BEGIN Exercise material

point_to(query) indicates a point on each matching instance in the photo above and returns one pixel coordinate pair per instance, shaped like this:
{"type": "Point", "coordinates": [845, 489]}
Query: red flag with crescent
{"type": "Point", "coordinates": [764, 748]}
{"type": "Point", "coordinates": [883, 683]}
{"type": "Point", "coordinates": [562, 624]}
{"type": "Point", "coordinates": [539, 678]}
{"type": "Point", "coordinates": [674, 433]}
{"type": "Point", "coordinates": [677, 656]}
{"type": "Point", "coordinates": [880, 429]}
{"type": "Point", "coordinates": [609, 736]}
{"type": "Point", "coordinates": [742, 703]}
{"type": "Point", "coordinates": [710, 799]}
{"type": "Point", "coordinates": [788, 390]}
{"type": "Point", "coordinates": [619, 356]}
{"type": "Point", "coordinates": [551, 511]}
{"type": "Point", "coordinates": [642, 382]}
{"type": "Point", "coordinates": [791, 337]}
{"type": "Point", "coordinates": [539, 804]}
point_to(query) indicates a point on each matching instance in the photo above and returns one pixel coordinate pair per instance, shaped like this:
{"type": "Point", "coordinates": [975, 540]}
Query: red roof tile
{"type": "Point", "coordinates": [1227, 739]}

END Exercise material
BEGIN Exercise material

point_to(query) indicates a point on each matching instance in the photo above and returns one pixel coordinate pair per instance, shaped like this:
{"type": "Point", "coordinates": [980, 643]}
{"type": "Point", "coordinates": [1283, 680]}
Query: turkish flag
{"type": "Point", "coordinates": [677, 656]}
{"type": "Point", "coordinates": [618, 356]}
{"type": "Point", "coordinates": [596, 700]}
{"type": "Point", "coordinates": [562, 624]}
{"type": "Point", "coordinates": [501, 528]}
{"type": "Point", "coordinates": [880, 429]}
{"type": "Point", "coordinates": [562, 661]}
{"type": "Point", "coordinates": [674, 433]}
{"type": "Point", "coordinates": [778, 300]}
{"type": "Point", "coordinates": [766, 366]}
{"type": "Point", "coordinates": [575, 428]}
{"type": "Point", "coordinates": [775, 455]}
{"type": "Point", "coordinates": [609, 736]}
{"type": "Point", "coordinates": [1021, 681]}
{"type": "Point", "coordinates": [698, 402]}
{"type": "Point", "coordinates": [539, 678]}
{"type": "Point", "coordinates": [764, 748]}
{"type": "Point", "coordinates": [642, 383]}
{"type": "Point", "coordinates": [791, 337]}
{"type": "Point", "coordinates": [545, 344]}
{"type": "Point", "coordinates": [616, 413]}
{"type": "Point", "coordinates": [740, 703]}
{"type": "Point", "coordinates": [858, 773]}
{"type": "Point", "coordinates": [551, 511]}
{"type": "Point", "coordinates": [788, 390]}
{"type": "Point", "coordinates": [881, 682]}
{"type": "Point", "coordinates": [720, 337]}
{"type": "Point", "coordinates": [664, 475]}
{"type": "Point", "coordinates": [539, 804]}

END Exercise material

* _Exercise aim_: How many lines in the entries above contain the string "flag"? Case matters, and the reply should be the number alone.

* _Written response_: 2